#### WHAT YOU HAVE TO DO
Nothing but the lines below between the line holding "Target: bathroom countertop" and the line holding "Task: mark each instance of the wooden door", inclusive, should appear in the answer, each set down exactly.

[Region pointing data]
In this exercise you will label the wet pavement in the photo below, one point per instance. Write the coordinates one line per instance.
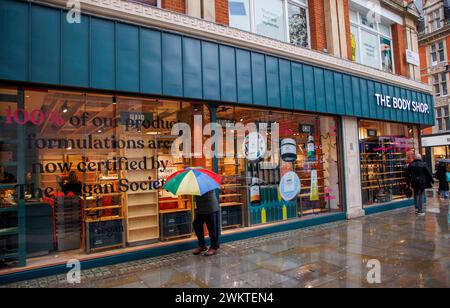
(413, 252)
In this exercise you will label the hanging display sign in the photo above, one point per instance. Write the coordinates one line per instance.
(400, 103)
(254, 147)
(290, 186)
(412, 57)
(314, 186)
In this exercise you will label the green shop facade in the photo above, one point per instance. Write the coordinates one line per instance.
(90, 113)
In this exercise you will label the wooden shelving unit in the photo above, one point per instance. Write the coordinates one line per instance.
(231, 196)
(383, 172)
(142, 208)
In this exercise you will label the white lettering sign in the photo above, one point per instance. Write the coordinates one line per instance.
(403, 104)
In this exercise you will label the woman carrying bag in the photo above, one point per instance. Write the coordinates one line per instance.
(444, 177)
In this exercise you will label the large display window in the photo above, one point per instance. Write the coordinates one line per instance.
(284, 20)
(386, 149)
(89, 170)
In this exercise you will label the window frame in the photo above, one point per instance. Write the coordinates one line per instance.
(434, 17)
(285, 8)
(436, 50)
(360, 27)
(439, 80)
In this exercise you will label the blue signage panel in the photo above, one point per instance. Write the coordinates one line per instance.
(118, 56)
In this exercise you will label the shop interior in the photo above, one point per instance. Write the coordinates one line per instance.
(94, 184)
(386, 149)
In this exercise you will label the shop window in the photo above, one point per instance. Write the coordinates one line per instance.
(371, 42)
(284, 20)
(94, 167)
(386, 150)
(312, 141)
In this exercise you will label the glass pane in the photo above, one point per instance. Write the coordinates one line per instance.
(240, 14)
(386, 55)
(269, 19)
(370, 49)
(366, 22)
(298, 25)
(386, 150)
(355, 44)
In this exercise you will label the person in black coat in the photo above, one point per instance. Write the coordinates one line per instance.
(441, 175)
(419, 178)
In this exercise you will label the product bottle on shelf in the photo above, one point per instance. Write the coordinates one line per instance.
(311, 148)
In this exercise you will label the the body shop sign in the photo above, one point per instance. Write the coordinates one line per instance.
(400, 103)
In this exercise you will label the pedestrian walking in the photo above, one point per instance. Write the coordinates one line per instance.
(207, 212)
(419, 178)
(441, 175)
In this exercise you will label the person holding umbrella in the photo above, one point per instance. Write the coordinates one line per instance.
(202, 184)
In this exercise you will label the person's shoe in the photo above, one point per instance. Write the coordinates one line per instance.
(211, 252)
(197, 251)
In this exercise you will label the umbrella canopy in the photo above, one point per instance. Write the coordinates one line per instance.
(192, 182)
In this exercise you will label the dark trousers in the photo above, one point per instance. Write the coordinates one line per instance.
(418, 199)
(212, 223)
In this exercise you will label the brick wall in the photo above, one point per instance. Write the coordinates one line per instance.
(174, 5)
(222, 16)
(317, 25)
(399, 48)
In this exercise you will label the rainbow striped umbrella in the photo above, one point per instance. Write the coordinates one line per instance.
(192, 182)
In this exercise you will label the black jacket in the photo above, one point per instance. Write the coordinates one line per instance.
(419, 176)
(441, 175)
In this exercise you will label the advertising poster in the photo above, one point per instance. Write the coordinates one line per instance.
(314, 186)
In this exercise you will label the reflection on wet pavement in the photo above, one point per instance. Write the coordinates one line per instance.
(413, 252)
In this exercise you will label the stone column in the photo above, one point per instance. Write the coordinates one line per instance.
(352, 170)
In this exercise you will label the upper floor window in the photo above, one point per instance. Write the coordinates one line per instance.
(435, 20)
(440, 84)
(437, 53)
(371, 42)
(284, 20)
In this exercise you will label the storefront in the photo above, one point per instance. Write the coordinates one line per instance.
(91, 131)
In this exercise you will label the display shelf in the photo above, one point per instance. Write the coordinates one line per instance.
(8, 186)
(108, 218)
(6, 209)
(174, 211)
(228, 204)
(103, 208)
(9, 231)
(9, 255)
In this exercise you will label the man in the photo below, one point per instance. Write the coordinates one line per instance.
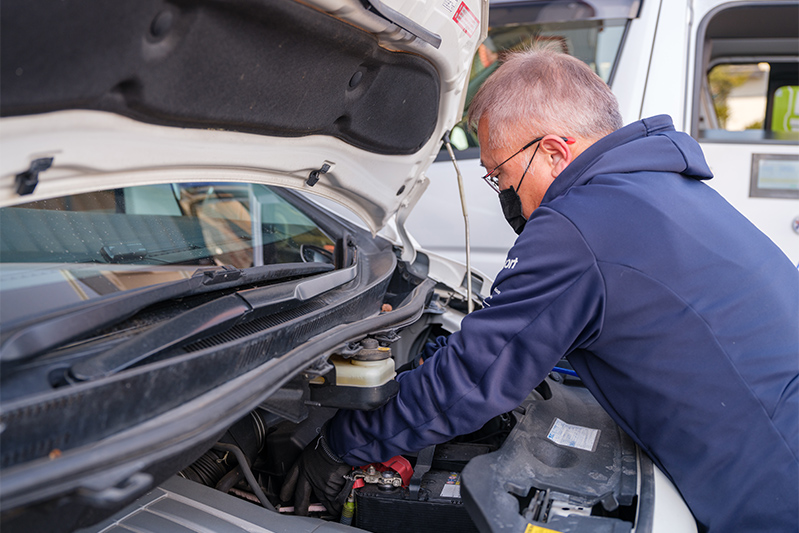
(679, 316)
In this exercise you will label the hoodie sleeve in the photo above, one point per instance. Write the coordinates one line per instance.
(546, 301)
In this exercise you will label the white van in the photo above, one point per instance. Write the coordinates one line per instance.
(726, 72)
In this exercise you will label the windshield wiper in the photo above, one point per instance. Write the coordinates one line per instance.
(212, 317)
(36, 336)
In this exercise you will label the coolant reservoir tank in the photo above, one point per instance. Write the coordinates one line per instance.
(364, 380)
(355, 373)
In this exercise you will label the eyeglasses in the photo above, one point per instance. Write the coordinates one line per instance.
(493, 181)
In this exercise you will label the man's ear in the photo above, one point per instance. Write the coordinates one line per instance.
(557, 153)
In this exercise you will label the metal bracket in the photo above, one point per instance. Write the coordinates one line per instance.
(314, 176)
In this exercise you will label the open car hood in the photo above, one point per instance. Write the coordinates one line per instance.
(343, 98)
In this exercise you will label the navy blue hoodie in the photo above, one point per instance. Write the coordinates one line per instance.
(677, 313)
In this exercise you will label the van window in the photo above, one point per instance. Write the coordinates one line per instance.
(592, 34)
(748, 96)
(748, 74)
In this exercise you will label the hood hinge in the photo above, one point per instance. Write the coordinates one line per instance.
(28, 180)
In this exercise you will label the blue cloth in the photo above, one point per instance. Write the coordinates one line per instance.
(678, 314)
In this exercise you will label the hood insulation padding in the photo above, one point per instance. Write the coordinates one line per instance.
(276, 68)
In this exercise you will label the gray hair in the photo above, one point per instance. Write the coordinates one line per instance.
(542, 91)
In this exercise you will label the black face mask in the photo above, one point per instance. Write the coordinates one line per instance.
(512, 209)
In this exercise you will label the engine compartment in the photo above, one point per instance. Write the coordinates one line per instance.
(515, 471)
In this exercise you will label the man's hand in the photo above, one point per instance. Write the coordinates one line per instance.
(320, 470)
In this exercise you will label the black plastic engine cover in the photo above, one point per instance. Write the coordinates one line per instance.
(604, 474)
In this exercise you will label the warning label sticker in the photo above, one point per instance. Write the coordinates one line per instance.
(452, 488)
(466, 20)
(573, 436)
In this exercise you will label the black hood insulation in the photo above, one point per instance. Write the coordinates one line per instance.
(275, 68)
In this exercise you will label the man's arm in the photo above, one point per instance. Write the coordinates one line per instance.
(547, 301)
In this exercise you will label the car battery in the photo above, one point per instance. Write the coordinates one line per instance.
(437, 506)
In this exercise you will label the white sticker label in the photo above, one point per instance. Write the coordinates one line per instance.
(452, 488)
(573, 436)
(466, 19)
(449, 5)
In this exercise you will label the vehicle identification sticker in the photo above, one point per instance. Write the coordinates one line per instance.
(449, 5)
(466, 20)
(538, 529)
(573, 436)
(452, 488)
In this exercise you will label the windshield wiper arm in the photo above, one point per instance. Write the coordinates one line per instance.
(212, 317)
(36, 336)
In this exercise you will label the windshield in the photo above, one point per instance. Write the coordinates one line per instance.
(65, 250)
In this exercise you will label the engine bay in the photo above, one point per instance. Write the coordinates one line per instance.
(556, 460)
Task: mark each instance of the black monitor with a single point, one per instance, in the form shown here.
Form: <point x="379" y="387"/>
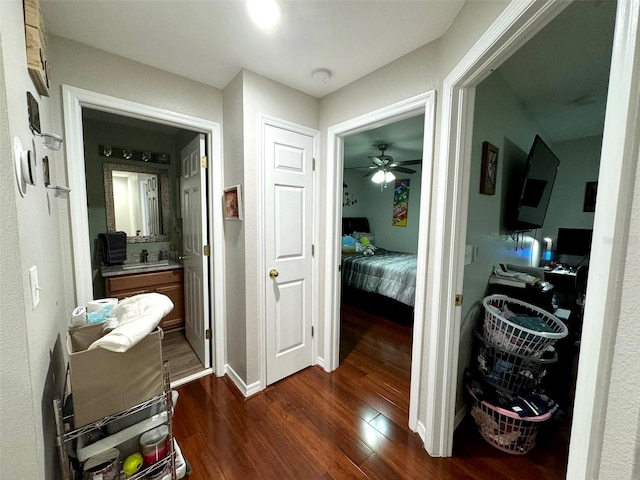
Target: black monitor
<point x="574" y="241"/>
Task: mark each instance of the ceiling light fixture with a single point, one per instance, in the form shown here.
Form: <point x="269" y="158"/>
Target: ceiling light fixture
<point x="378" y="177"/>
<point x="264" y="13"/>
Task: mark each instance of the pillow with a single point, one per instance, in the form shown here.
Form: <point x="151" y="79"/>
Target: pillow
<point x="370" y="237"/>
<point x="349" y="244"/>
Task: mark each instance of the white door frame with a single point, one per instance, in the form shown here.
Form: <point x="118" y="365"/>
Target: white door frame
<point x="519" y="22"/>
<point x="263" y="122"/>
<point x="74" y="99"/>
<point x="420" y="104"/>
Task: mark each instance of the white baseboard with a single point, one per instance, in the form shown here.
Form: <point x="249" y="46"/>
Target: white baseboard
<point x="460" y="414"/>
<point x="246" y="390"/>
<point x="191" y="378"/>
<point x="421" y="431"/>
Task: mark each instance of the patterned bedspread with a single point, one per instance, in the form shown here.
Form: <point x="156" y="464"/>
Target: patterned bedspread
<point x="392" y="274"/>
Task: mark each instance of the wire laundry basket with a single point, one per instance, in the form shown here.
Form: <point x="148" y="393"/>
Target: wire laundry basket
<point x="506" y="430"/>
<point x="508" y="371"/>
<point x="514" y="337"/>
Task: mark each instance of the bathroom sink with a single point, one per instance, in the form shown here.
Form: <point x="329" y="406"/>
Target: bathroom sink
<point x="146" y="265"/>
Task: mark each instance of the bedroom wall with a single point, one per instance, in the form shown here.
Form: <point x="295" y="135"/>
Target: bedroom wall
<point x="378" y="208"/>
<point x="500" y="119"/>
<point x="579" y="163"/>
<point x="356" y="189"/>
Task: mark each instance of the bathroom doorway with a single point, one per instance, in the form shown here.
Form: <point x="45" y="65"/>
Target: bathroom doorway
<point x="77" y="103"/>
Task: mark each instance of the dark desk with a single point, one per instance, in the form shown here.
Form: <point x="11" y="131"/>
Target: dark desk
<point x="535" y="295"/>
<point x="564" y="282"/>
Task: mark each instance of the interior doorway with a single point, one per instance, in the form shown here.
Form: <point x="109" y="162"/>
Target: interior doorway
<point x="75" y="100"/>
<point x="620" y="143"/>
<point x="420" y="105"/>
<point x="538" y="91"/>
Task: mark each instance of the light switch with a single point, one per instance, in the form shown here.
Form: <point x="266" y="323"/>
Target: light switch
<point x="470" y="254"/>
<point x="35" y="289"/>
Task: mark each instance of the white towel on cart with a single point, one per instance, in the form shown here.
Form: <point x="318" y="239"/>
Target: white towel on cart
<point x="132" y="320"/>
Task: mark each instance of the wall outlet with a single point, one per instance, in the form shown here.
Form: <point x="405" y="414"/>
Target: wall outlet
<point x="35" y="289"/>
<point x="470" y="254"/>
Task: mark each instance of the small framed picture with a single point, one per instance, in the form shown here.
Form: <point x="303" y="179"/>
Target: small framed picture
<point x="232" y="203"/>
<point x="590" y="192"/>
<point x="489" y="173"/>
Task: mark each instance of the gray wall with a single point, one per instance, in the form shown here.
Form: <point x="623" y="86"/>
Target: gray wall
<point x="377" y="206"/>
<point x="579" y="163"/>
<point x="236" y="341"/>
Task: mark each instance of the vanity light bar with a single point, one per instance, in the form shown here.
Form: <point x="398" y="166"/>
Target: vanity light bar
<point x="130" y="154"/>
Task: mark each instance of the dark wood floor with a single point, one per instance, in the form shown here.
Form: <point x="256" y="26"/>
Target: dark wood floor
<point x="351" y="423"/>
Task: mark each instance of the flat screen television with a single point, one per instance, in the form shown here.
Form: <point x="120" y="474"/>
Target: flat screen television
<point x="539" y="176"/>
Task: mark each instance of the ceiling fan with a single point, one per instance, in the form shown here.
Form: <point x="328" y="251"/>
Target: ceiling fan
<point x="384" y="165"/>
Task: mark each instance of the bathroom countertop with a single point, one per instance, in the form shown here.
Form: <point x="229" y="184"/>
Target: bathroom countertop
<point x="131" y="268"/>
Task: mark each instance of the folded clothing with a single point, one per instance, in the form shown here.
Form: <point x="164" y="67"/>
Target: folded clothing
<point x="132" y="320"/>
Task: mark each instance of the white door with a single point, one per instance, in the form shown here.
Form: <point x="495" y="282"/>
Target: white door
<point x="194" y="232"/>
<point x="289" y="223"/>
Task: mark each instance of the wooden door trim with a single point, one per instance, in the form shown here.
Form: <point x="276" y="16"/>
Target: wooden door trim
<point x="73" y="100"/>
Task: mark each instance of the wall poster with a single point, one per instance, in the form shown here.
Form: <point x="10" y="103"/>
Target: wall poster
<point x="401" y="203"/>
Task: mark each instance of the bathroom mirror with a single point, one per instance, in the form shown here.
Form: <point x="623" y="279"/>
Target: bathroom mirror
<point x="137" y="202"/>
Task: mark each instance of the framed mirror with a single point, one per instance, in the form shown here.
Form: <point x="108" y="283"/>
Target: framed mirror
<point x="137" y="202"/>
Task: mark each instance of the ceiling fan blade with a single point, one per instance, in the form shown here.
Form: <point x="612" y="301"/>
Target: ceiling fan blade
<point x="360" y="168"/>
<point x="376" y="160"/>
<point x="402" y="169"/>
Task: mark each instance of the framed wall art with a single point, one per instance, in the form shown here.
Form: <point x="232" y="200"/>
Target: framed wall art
<point x="489" y="172"/>
<point x="232" y="203"/>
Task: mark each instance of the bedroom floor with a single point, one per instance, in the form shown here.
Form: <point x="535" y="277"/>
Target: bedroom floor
<point x="351" y="423"/>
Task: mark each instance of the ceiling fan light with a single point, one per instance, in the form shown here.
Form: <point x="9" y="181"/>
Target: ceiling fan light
<point x="378" y="177"/>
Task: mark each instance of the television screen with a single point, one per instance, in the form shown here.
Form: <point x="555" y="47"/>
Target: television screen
<point x="574" y="241"/>
<point x="540" y="174"/>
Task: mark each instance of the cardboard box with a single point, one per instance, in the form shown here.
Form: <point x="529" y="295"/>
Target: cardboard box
<point x="105" y="382"/>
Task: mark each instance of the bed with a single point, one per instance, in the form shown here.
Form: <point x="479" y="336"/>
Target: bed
<point x="388" y="273"/>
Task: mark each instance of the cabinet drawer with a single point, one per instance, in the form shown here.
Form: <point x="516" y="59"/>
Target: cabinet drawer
<point x="142" y="281"/>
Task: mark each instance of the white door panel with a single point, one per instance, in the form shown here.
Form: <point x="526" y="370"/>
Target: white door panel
<point x="194" y="238"/>
<point x="289" y="213"/>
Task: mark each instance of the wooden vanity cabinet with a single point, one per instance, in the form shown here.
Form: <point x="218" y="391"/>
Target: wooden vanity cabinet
<point x="167" y="282"/>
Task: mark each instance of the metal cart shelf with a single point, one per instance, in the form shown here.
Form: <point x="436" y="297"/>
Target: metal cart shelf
<point x="66" y="436"/>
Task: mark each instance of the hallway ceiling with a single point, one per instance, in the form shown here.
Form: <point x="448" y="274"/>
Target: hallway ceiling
<point x="210" y="41"/>
<point x="560" y="76"/>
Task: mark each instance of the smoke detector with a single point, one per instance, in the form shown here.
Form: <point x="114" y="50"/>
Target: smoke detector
<point x="321" y="75"/>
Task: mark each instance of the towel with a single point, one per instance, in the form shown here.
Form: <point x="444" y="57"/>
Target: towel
<point x="132" y="320"/>
<point x="114" y="247"/>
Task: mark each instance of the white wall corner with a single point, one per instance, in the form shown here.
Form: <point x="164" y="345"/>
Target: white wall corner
<point x="421" y="431"/>
<point x="246" y="390"/>
<point x="460" y="414"/>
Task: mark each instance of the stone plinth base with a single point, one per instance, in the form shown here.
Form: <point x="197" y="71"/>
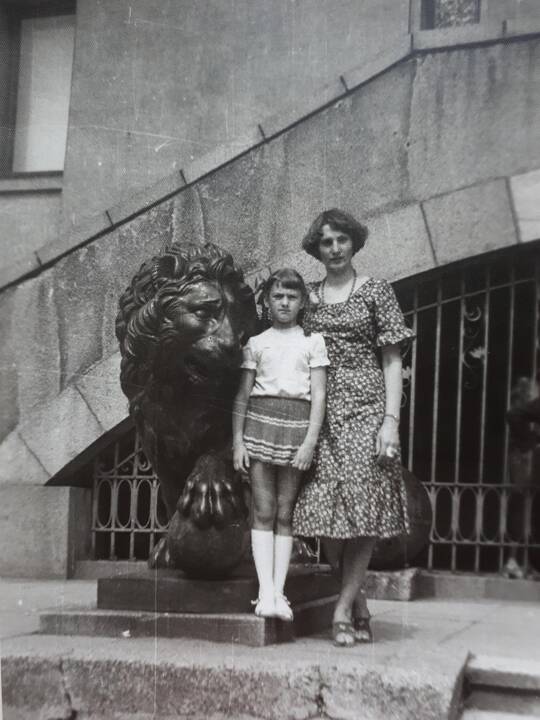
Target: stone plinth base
<point x="246" y="629"/>
<point x="170" y="591"/>
<point x="43" y="530"/>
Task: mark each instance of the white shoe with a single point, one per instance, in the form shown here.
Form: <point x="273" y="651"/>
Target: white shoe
<point x="265" y="606"/>
<point x="283" y="608"/>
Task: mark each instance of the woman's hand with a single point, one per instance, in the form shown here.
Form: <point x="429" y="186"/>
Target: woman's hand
<point x="387" y="443"/>
<point x="240" y="458"/>
<point x="304" y="456"/>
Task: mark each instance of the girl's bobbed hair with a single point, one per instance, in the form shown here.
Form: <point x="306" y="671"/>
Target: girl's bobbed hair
<point x="291" y="280"/>
<point x="338" y="220"/>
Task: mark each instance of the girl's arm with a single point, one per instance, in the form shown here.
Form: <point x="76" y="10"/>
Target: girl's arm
<point x="304" y="454"/>
<point x="388" y="435"/>
<point x="240" y="456"/>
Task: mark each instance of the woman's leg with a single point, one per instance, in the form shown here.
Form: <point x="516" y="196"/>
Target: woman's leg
<point x="288" y="485"/>
<point x="333" y="552"/>
<point x="263" y="495"/>
<point x="356" y="556"/>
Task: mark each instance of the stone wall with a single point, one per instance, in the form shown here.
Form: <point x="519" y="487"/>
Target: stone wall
<point x="221" y="66"/>
<point x="426" y="153"/>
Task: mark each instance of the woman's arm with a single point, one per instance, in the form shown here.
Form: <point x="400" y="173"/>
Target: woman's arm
<point x="304" y="454"/>
<point x="388" y="435"/>
<point x="240" y="456"/>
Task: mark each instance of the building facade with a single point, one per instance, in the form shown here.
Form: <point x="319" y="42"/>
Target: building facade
<point x="237" y="124"/>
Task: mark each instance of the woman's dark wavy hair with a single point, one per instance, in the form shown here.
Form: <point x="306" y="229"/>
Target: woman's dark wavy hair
<point x="142" y="325"/>
<point x="338" y="220"/>
<point x="290" y="279"/>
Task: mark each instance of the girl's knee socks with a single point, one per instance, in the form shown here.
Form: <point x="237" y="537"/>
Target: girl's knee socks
<point x="262" y="546"/>
<point x="282" y="556"/>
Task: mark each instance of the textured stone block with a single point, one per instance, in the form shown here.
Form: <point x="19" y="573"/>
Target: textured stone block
<point x="33" y="337"/>
<point x="34" y="687"/>
<point x="171" y="591"/>
<point x="303" y="106"/>
<point x="397" y="246"/>
<point x="308" y="267"/>
<point x="12" y="272"/>
<point x="378" y="63"/>
<point x="470" y="120"/>
<point x="243" y="628"/>
<point x="222" y="154"/>
<point x="261" y="206"/>
<point x="523" y="25"/>
<point x="29" y="220"/>
<point x="138" y="202"/>
<point x="471" y="221"/>
<point x="246" y="629"/>
<point x="455" y="36"/>
<point x="504" y="672"/>
<point x="78" y="235"/>
<point x="43" y="530"/>
<point x="526" y="196"/>
<point x="60" y="431"/>
<point x="393" y="584"/>
<point x="18" y="464"/>
<point x="429" y="689"/>
<point x="100" y="387"/>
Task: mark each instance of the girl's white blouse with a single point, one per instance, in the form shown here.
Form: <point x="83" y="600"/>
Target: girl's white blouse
<point x="282" y="360"/>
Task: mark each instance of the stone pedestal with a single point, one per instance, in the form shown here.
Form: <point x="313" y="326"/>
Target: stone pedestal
<point x="171" y="591"/>
<point x="165" y="603"/>
<point x="43" y="530"/>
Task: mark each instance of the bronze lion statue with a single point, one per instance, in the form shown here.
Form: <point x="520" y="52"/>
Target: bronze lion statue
<point x="181" y="326"/>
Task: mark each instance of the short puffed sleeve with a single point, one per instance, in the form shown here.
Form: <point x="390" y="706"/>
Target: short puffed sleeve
<point x="249" y="356"/>
<point x="390" y="327"/>
<point x="318" y="355"/>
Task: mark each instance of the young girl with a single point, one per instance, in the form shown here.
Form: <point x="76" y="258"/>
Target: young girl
<point x="278" y="412"/>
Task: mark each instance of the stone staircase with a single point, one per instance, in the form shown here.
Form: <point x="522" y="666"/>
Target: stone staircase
<point x="499" y="688"/>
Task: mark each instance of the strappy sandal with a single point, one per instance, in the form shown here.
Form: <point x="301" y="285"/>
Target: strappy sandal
<point x="343" y="634"/>
<point x="362" y="630"/>
<point x="283" y="609"/>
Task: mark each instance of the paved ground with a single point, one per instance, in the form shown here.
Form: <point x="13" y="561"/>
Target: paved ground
<point x="419" y="650"/>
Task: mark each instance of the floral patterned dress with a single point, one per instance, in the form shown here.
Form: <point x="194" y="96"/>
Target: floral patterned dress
<point x="346" y="493"/>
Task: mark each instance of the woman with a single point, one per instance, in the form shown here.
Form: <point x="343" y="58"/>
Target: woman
<point x="355" y="492"/>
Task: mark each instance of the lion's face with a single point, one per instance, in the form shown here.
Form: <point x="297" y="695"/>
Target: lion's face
<point x="207" y="326"/>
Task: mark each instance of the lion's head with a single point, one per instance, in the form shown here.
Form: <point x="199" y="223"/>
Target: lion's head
<point x="186" y="314"/>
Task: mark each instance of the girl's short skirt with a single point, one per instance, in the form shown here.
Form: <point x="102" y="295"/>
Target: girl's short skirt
<point x="275" y="428"/>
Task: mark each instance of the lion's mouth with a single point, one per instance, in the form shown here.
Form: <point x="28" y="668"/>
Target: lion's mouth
<point x="196" y="371"/>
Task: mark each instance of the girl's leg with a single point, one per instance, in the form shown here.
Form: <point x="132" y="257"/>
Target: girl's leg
<point x="263" y="494"/>
<point x="356" y="557"/>
<point x="288" y="485"/>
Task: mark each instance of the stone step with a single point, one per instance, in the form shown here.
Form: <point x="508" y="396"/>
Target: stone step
<point x="243" y="628"/>
<point x="494" y="715"/>
<point x="501" y="686"/>
<point x="476" y="586"/>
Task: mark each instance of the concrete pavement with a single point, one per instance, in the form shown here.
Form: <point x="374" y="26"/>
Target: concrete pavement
<point x="412" y="671"/>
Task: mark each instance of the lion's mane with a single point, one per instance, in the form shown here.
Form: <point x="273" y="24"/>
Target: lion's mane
<point x="142" y="328"/>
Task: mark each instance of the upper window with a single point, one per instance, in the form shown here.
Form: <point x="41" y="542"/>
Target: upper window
<point x="41" y="42"/>
<point x="448" y="13"/>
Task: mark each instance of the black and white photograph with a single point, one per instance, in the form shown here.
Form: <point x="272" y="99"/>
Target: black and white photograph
<point x="269" y="359"/>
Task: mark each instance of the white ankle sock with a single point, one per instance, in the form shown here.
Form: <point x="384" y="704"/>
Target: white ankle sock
<point x="282" y="557"/>
<point x="262" y="546"/>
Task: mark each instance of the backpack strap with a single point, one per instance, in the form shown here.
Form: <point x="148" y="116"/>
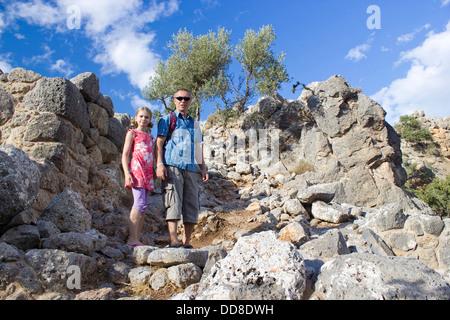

#### ANSWER TO THIS TASK
Target: bathroom countertop
<point x="131" y="268"/>
Task: mark each instance of the folded clothing with a single point, one per instance, in the form shown here.
Form: <point x="164" y="67"/>
Target: folded clothing
<point x="132" y="320"/>
Task: mark each instance of the white door with a single point, one per instance, in the form shown here.
Form: <point x="495" y="282"/>
Target: white door
<point x="194" y="232"/>
<point x="289" y="223"/>
Task: mark each instance of the wooden door trim with a single point, one per instance, in the form shown here.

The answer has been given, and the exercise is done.